/---

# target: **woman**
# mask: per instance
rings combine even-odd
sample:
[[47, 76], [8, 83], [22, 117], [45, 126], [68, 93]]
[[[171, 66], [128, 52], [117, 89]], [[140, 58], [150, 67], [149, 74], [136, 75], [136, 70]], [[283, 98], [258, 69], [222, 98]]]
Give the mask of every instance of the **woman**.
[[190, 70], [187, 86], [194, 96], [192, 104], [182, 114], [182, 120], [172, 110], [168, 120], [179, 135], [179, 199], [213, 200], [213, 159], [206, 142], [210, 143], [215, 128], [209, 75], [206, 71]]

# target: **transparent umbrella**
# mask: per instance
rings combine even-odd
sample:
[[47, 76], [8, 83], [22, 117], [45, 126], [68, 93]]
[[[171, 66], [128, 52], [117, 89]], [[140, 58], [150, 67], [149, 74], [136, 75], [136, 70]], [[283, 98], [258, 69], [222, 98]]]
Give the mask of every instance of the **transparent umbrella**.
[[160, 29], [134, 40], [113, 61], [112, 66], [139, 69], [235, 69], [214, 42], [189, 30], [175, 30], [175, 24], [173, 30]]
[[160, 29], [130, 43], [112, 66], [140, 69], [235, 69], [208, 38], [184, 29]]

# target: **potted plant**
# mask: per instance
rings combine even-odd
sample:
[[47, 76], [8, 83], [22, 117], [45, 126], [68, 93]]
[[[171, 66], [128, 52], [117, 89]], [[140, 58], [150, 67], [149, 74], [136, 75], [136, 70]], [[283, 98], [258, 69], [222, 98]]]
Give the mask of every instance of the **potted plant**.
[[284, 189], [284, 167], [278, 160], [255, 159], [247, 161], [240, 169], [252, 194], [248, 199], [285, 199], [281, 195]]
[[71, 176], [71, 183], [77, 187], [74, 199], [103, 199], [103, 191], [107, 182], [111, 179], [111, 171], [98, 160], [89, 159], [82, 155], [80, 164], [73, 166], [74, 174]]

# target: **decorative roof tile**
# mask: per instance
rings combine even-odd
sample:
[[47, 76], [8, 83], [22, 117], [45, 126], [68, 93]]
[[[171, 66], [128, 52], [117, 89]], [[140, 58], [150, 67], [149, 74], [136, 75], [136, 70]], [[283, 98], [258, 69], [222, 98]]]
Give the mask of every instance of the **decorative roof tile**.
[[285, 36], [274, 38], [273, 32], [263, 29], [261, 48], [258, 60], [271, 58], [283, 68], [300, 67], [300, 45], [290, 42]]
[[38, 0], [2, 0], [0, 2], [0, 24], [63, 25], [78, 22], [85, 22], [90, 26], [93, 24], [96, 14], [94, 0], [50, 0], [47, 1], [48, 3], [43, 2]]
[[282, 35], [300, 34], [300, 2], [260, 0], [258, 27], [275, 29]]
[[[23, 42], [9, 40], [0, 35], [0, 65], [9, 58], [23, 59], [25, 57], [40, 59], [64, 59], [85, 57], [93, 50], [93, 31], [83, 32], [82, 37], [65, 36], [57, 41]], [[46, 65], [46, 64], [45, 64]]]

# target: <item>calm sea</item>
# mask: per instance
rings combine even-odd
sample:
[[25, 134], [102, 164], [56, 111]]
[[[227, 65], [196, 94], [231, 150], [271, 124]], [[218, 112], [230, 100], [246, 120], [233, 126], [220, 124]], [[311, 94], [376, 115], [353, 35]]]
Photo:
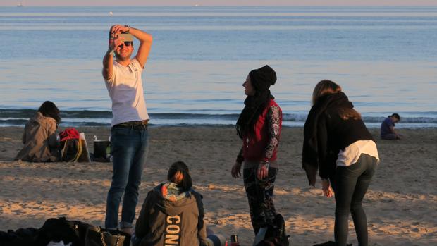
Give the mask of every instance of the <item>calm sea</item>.
[[0, 125], [23, 125], [45, 100], [63, 125], [109, 125], [101, 70], [114, 23], [154, 36], [143, 74], [153, 124], [235, 124], [248, 72], [269, 64], [285, 125], [303, 125], [314, 86], [331, 79], [370, 127], [394, 112], [399, 127], [437, 127], [429, 6], [2, 7]]

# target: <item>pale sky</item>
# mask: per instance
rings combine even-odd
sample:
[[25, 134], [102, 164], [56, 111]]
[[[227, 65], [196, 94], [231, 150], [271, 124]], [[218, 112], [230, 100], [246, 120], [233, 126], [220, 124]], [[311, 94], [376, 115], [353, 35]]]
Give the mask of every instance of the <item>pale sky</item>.
[[0, 0], [25, 6], [437, 6], [437, 0]]

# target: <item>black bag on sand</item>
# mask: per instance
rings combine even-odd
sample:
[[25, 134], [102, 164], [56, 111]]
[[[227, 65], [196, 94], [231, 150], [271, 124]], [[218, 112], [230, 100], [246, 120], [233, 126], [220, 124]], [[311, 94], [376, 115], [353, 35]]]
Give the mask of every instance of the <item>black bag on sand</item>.
[[[328, 241], [326, 242], [321, 243], [319, 245], [314, 245], [314, 246], [336, 246], [336, 242], [333, 241]], [[351, 244], [347, 244], [346, 246], [352, 246]]]
[[38, 229], [20, 228], [16, 231], [8, 230], [0, 231], [0, 245], [1, 246], [29, 246], [35, 245], [35, 239]]
[[273, 225], [269, 226], [266, 232], [264, 240], [257, 246], [288, 246], [290, 235], [285, 232], [285, 223], [281, 214], [276, 214]]
[[129, 246], [130, 243], [129, 233], [90, 226], [87, 230], [85, 246]]
[[90, 225], [80, 221], [69, 221], [65, 217], [47, 219], [39, 228], [35, 246], [46, 246], [51, 241], [71, 242], [73, 246], [84, 246], [87, 228]]

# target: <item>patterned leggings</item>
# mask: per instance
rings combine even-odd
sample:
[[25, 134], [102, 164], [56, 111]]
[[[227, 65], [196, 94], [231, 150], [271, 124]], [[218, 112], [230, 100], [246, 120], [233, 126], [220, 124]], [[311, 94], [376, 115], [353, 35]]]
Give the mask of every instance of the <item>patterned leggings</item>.
[[257, 168], [245, 168], [243, 178], [249, 208], [250, 219], [255, 235], [261, 227], [273, 224], [276, 210], [273, 203], [275, 179], [278, 168], [269, 168], [269, 176], [264, 180], [257, 178]]

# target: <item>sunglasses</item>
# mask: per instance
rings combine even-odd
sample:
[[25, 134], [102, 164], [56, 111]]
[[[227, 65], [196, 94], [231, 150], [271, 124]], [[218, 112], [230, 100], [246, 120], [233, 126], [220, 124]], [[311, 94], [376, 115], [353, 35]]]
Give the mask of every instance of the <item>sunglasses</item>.
[[[124, 45], [126, 47], [132, 45], [132, 41], [125, 41], [123, 43], [124, 43]], [[121, 44], [120, 46], [122, 46], [122, 45], [123, 44]]]

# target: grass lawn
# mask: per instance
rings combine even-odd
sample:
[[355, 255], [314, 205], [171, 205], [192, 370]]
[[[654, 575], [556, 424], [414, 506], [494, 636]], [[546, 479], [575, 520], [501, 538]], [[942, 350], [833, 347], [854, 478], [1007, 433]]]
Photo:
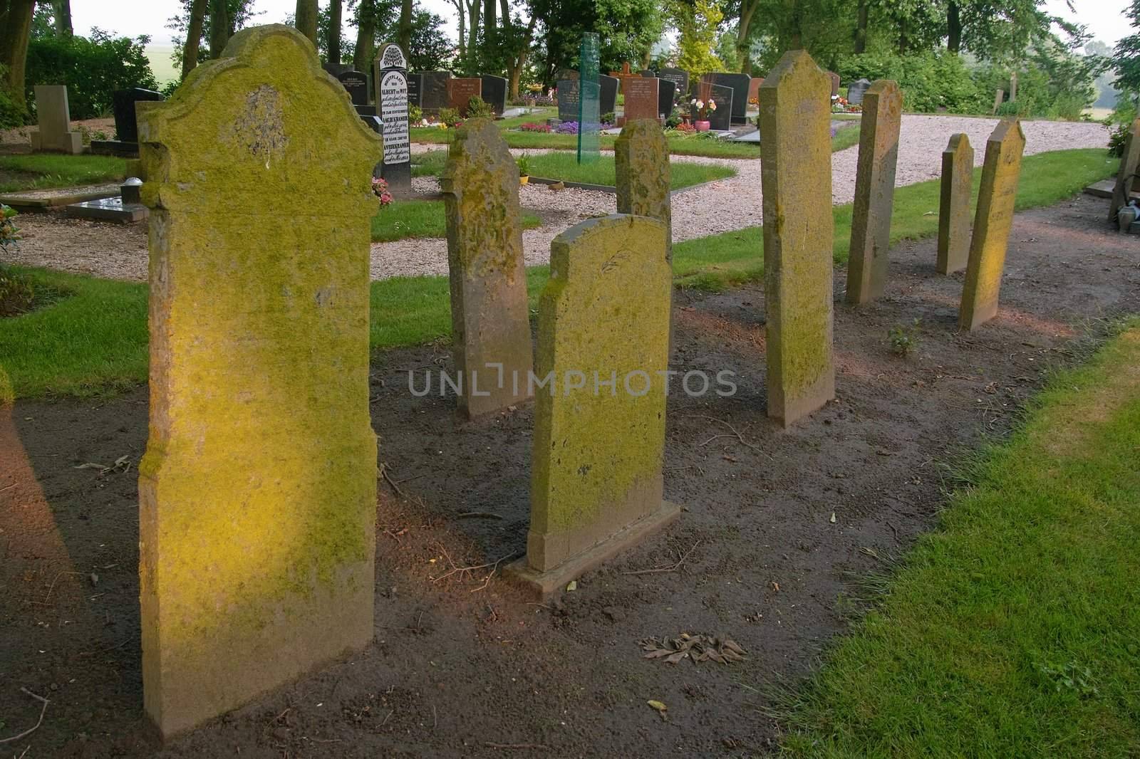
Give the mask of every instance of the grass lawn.
[[1140, 756], [1140, 326], [976, 457], [777, 716], [803, 757]]
[[[522, 212], [522, 228], [534, 229], [542, 219]], [[372, 218], [372, 242], [390, 243], [407, 237], [446, 237], [443, 201], [392, 201]]]
[[127, 161], [106, 155], [0, 156], [0, 193], [75, 185], [98, 185], [127, 178]]
[[[1027, 156], [1017, 207], [1049, 205], [1112, 176], [1117, 161], [1102, 149], [1061, 150]], [[975, 172], [975, 181], [980, 177]], [[976, 194], [976, 188], [975, 188]], [[391, 210], [391, 209], [389, 209]], [[847, 260], [852, 206], [836, 206], [834, 259]], [[895, 191], [891, 238], [937, 234], [938, 181]], [[764, 274], [759, 227], [679, 243], [673, 248], [678, 286], [718, 289]], [[47, 270], [35, 277], [75, 295], [41, 311], [0, 319], [0, 385], [3, 373], [19, 398], [50, 393], [87, 394], [146, 379], [146, 287]], [[528, 270], [535, 297], [546, 267]], [[372, 284], [372, 346], [396, 348], [450, 334], [446, 277], [408, 277]]]

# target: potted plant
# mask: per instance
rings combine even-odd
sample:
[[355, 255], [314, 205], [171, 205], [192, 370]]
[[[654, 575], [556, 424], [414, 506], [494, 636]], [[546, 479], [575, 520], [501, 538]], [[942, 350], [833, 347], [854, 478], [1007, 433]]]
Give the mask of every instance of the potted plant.
[[698, 100], [693, 98], [690, 103], [694, 108], [697, 108], [697, 131], [707, 132], [709, 130], [709, 114], [716, 111], [716, 100], [709, 98], [708, 100]]

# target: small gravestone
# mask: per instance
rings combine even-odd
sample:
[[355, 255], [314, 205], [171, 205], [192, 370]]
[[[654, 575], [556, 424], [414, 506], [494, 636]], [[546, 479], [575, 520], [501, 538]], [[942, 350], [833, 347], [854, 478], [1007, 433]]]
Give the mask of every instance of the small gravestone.
[[958, 315], [958, 325], [962, 329], [977, 329], [997, 315], [997, 293], [1005, 268], [1009, 232], [1013, 228], [1013, 204], [1023, 153], [1025, 133], [1017, 119], [997, 124], [986, 141], [970, 260], [966, 267], [966, 284]]
[[559, 80], [556, 92], [560, 121], [578, 121], [580, 84], [577, 79]]
[[618, 77], [600, 74], [597, 77], [597, 112], [613, 113], [618, 107]]
[[83, 152], [83, 133], [71, 131], [71, 108], [65, 84], [35, 85], [35, 122], [32, 149], [79, 155]]
[[368, 105], [368, 75], [363, 71], [345, 71], [336, 75], [336, 81], [344, 85], [352, 105]]
[[898, 84], [889, 79], [872, 84], [864, 98], [860, 126], [850, 258], [847, 260], [848, 303], [873, 301], [887, 286], [902, 115], [903, 95]]
[[475, 76], [463, 76], [447, 80], [447, 104], [455, 108], [464, 119], [467, 117], [467, 106], [471, 98], [482, 97], [483, 80]]
[[[551, 244], [538, 307], [530, 531], [510, 573], [561, 590], [673, 522], [662, 498], [673, 269], [666, 227], [583, 221]], [[580, 378], [580, 383], [579, 383]]]
[[626, 93], [626, 123], [637, 119], [658, 119], [658, 83], [657, 79], [644, 76], [630, 77], [622, 83]]
[[836, 397], [829, 87], [804, 50], [760, 87], [768, 416], [785, 427]]
[[970, 256], [970, 193], [974, 148], [966, 134], [953, 134], [942, 152], [942, 199], [938, 204], [938, 274], [966, 268]]
[[471, 418], [529, 398], [532, 366], [519, 168], [491, 120], [456, 132], [440, 186], [458, 407]]
[[381, 140], [283, 25], [238, 32], [170, 103], [140, 106], [139, 138], [152, 210], [142, 702], [170, 736], [373, 637]]
[[[671, 84], [671, 82], [670, 82]], [[649, 121], [627, 122], [613, 146], [618, 213], [649, 217], [665, 225], [666, 255], [673, 260], [673, 219], [669, 197], [669, 144]]]
[[847, 103], [850, 105], [862, 105], [863, 93], [871, 87], [871, 80], [861, 79], [847, 87]]
[[412, 141], [408, 132], [407, 58], [396, 42], [380, 49], [373, 63], [376, 108], [384, 136], [380, 176], [394, 197], [412, 194]]
[[506, 111], [506, 87], [507, 81], [502, 76], [483, 75], [482, 95], [480, 97], [491, 107], [496, 116], [502, 116]]

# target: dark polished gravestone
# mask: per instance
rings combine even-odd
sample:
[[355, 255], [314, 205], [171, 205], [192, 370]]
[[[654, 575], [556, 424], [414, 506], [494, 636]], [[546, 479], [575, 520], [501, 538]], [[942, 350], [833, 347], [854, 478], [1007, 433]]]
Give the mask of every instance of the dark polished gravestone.
[[[559, 120], [578, 121], [580, 83], [577, 79], [560, 79], [557, 84]], [[601, 108], [601, 106], [598, 106]]]
[[496, 116], [502, 116], [503, 112], [506, 111], [506, 80], [502, 76], [491, 76], [484, 74], [480, 76], [483, 81], [482, 95], [480, 97], [483, 103], [491, 107]]
[[368, 75], [363, 71], [347, 71], [336, 75], [352, 98], [352, 105], [368, 105]]
[[[752, 77], [748, 74], [731, 74], [726, 72], [714, 72], [701, 76], [701, 81], [732, 88], [732, 113], [733, 122], [744, 123], [748, 121], [748, 88], [752, 83]], [[716, 98], [717, 105], [720, 99]]]
[[606, 114], [613, 113], [618, 107], [618, 83], [617, 76], [606, 76], [605, 74], [598, 74], [597, 76], [597, 113]]

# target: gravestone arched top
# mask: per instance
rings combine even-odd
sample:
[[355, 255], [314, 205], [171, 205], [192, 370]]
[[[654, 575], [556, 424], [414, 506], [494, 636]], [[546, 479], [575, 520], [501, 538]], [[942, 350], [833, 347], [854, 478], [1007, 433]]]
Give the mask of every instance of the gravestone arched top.
[[359, 218], [375, 203], [382, 141], [292, 27], [238, 32], [138, 123], [152, 209]]

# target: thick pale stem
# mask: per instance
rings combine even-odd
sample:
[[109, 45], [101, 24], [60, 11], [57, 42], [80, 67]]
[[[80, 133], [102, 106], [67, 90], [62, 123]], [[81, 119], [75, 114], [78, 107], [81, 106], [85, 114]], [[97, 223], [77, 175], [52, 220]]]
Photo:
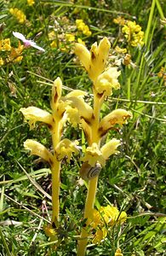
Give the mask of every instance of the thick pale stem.
[[[89, 146], [95, 143], [100, 144], [100, 137], [98, 135], [98, 127], [100, 123], [100, 111], [103, 102], [103, 99], [100, 99], [94, 90], [94, 122], [92, 123], [92, 138]], [[98, 177], [89, 180], [87, 199], [85, 203], [85, 211], [83, 218], [89, 218], [92, 216], [95, 195], [97, 190]], [[83, 228], [80, 240], [77, 245], [77, 256], [84, 256], [88, 243], [89, 232], [86, 228]]]
[[56, 219], [59, 221], [60, 212], [60, 162], [55, 160], [52, 171], [52, 223]]
[[[55, 152], [55, 148], [60, 140], [61, 133], [61, 122], [60, 119], [55, 119], [52, 129], [52, 140], [53, 148]], [[54, 154], [54, 164], [51, 168], [52, 171], [52, 222], [56, 219], [59, 221], [60, 213], [60, 161], [58, 161]]]
[[[97, 189], [98, 177], [94, 177], [89, 182], [89, 189], [87, 194], [87, 199], [85, 203], [84, 218], [88, 218], [91, 216], [95, 200], [95, 194]], [[83, 228], [80, 236], [80, 241], [77, 245], [77, 256], [84, 256], [86, 253], [86, 247], [88, 243], [89, 232], [85, 228]]]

\---

PROBLEM REQUIREMENTS:
From the records above, extract every line that contains the string "polished", treating uppercase and lowercase letters as distinct, and reproduce each such line in full.

THE RESPONSE:
# target: dark polished gravestone
Give the mask of every instance of the dark polished gravestone.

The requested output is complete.